Point-annotation data

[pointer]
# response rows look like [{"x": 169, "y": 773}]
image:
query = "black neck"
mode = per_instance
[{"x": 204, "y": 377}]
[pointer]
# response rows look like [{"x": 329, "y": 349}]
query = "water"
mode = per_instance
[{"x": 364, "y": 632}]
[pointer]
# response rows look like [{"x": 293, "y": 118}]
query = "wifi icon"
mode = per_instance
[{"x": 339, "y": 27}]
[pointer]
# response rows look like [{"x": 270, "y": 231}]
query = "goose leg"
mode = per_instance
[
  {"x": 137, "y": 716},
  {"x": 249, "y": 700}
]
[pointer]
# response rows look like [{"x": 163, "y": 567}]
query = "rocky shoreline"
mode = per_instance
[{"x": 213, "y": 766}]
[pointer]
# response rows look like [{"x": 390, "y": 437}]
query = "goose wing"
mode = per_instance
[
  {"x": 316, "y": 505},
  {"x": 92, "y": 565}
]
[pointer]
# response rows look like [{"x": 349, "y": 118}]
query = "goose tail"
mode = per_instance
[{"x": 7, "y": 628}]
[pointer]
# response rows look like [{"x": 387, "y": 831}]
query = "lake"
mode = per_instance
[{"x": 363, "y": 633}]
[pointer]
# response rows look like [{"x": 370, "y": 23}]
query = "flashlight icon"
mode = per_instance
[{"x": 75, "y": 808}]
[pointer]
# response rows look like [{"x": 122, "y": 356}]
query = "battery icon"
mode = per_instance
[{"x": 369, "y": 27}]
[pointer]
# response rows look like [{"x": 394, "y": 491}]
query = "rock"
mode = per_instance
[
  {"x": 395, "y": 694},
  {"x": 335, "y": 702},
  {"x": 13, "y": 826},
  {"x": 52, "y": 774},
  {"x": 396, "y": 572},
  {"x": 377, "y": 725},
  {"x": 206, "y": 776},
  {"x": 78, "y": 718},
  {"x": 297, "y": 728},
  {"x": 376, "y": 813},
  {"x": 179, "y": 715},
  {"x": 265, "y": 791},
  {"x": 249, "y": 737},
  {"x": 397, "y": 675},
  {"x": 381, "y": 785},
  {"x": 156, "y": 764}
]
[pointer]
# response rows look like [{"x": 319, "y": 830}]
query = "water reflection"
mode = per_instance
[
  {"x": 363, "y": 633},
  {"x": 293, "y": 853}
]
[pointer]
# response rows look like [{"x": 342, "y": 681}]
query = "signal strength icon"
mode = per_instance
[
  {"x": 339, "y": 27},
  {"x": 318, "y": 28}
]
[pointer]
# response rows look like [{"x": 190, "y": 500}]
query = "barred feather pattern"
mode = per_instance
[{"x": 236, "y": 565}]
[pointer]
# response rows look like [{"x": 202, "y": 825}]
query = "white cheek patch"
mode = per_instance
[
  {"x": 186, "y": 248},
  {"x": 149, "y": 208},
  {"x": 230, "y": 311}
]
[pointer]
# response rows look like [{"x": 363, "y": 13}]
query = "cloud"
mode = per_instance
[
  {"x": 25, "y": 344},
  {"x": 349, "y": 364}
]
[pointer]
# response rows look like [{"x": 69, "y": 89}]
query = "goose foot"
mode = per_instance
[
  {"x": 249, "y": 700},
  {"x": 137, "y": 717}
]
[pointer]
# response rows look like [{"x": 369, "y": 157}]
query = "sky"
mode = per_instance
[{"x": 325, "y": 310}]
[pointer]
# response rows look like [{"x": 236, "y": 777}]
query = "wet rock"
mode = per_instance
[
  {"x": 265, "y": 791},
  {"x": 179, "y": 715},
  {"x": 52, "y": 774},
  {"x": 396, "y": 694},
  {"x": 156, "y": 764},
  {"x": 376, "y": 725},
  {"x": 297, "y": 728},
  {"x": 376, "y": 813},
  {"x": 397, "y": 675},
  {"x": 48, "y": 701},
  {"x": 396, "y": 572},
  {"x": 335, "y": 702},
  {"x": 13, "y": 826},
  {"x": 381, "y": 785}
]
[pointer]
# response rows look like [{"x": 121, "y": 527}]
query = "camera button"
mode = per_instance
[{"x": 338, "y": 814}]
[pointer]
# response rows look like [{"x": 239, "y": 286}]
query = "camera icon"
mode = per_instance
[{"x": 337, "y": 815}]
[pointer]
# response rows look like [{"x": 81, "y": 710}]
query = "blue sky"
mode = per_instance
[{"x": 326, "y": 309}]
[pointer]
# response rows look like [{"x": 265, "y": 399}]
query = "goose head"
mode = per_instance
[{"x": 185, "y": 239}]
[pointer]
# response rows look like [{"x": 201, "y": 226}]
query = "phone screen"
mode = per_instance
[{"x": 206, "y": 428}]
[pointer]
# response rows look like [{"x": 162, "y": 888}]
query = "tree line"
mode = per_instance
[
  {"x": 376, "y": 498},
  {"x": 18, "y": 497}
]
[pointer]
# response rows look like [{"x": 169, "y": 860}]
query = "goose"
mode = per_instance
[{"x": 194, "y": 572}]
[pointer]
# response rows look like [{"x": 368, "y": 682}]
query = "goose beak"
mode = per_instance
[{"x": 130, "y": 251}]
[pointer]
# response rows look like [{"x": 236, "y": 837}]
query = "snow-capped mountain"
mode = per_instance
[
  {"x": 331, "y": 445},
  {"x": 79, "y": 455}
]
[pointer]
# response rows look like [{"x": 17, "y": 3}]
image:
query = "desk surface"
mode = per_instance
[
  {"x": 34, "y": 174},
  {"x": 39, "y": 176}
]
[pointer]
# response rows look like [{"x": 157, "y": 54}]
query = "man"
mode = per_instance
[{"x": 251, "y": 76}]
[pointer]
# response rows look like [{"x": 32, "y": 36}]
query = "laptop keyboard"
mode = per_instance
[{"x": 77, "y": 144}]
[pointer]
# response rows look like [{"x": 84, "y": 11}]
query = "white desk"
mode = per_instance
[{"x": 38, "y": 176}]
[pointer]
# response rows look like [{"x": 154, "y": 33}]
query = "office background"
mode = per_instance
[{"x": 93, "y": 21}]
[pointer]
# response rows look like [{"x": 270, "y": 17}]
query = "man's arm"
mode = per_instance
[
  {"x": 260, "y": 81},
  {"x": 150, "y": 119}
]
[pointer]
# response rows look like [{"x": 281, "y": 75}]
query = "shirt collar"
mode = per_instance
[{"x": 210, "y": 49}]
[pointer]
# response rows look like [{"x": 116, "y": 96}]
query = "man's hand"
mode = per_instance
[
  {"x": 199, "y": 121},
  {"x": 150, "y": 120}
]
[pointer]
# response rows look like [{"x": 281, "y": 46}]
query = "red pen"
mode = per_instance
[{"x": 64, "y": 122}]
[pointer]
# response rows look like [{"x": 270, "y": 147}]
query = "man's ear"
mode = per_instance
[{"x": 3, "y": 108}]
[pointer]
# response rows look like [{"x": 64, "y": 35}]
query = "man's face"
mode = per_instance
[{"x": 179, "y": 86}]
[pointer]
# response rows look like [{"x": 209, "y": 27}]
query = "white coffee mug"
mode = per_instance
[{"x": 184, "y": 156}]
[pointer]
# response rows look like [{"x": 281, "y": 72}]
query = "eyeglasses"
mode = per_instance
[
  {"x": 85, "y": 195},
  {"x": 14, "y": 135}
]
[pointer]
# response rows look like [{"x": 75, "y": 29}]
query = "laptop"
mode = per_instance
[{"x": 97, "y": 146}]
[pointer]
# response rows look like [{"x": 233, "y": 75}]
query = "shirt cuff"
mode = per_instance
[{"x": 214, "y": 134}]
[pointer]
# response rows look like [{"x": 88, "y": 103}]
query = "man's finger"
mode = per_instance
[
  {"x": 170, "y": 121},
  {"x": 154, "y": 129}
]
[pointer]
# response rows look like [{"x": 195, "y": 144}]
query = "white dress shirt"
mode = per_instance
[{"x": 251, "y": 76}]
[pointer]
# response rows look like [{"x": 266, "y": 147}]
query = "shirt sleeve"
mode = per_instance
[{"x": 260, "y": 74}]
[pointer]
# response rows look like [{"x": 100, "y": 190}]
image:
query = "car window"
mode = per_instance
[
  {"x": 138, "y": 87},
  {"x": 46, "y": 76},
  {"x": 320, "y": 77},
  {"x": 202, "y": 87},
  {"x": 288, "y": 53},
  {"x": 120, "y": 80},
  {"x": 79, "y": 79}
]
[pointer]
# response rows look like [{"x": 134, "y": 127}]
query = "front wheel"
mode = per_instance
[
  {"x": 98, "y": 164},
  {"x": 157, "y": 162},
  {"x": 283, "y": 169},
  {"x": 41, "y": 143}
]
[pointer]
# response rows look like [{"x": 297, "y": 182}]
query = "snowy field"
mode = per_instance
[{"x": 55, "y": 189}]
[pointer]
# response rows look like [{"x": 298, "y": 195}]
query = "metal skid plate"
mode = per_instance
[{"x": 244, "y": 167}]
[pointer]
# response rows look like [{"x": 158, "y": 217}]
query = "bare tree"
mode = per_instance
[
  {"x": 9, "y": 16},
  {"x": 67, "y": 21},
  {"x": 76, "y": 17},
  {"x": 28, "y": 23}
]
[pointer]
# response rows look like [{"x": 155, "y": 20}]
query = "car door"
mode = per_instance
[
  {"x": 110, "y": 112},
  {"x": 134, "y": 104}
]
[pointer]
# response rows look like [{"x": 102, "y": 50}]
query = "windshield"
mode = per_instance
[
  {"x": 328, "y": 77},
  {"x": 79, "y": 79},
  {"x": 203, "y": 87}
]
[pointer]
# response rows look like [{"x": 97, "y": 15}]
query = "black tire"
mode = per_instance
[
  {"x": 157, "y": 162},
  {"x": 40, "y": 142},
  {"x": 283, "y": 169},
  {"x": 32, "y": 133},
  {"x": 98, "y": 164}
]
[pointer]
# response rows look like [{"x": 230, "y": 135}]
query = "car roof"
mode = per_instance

# Exercise requirements:
Report every line above that contains the string "goose", copying each one in full.

# In response:
query = "goose leg"
query = "goose wing"
query = "goose tail"
query = "goose foot"
query = "goose head"
query = "goose"
query = "goose beak"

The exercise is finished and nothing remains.